> _Aim_
Starting with the line that has "foliage with a point in the photo above." in it, repeat every line through the last one, word for word, and give nothing more.

> _Data listing_
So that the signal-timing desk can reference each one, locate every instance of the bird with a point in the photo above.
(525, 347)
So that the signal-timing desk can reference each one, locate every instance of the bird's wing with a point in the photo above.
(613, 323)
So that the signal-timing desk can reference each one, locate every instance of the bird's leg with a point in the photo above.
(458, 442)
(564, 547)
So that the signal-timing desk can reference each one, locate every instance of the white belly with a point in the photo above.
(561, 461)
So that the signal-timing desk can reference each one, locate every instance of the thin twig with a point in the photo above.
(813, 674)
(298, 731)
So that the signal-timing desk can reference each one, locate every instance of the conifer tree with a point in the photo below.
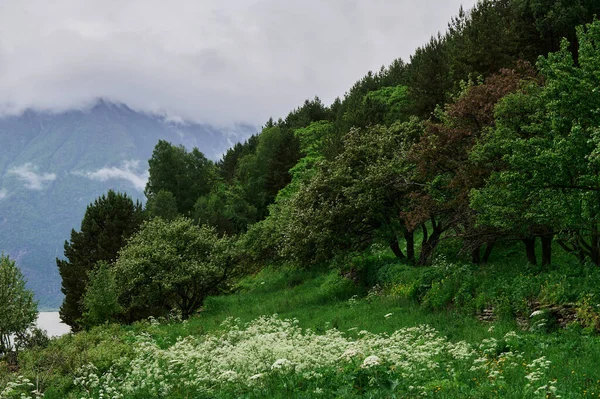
(105, 227)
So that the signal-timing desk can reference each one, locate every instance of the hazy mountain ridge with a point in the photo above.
(53, 165)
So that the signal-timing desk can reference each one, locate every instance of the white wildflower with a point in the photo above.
(371, 361)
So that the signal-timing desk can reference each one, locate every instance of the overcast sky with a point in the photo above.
(212, 61)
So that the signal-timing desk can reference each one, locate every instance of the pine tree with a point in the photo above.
(105, 227)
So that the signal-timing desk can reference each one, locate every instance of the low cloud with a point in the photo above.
(28, 174)
(210, 61)
(129, 171)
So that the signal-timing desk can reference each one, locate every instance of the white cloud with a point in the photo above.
(209, 61)
(29, 175)
(129, 171)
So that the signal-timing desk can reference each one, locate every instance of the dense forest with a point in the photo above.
(487, 140)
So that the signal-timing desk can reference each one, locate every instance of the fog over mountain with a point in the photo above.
(201, 74)
(52, 165)
(208, 61)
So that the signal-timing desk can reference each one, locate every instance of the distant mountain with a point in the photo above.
(53, 165)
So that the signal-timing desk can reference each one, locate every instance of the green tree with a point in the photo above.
(186, 175)
(348, 203)
(18, 311)
(173, 266)
(547, 143)
(101, 298)
(162, 205)
(107, 224)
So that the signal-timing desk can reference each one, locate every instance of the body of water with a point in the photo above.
(50, 321)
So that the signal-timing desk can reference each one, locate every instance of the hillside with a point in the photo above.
(53, 165)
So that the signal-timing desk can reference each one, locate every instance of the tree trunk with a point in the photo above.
(546, 250)
(476, 255)
(409, 236)
(595, 244)
(488, 251)
(429, 246)
(396, 248)
(530, 249)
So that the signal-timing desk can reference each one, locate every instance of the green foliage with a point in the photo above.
(100, 301)
(106, 226)
(225, 209)
(548, 179)
(18, 311)
(162, 205)
(172, 266)
(346, 203)
(186, 175)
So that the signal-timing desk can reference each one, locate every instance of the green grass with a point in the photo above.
(321, 300)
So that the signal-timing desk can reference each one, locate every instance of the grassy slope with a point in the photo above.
(320, 300)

> _Result for this task_
So that the signal-timing desk can reference each one, locate every instance of the green foliage with a point in the photo above.
(100, 301)
(106, 226)
(225, 209)
(548, 179)
(18, 311)
(162, 205)
(172, 266)
(346, 203)
(186, 175)
So that the signal-timing desk can reference each one, locate every instance of the green grass with a point in the photo above.
(321, 300)
So that the signal-timing desk can reference each one, locate every instance of the grassy slope with a point in the photo above.
(320, 300)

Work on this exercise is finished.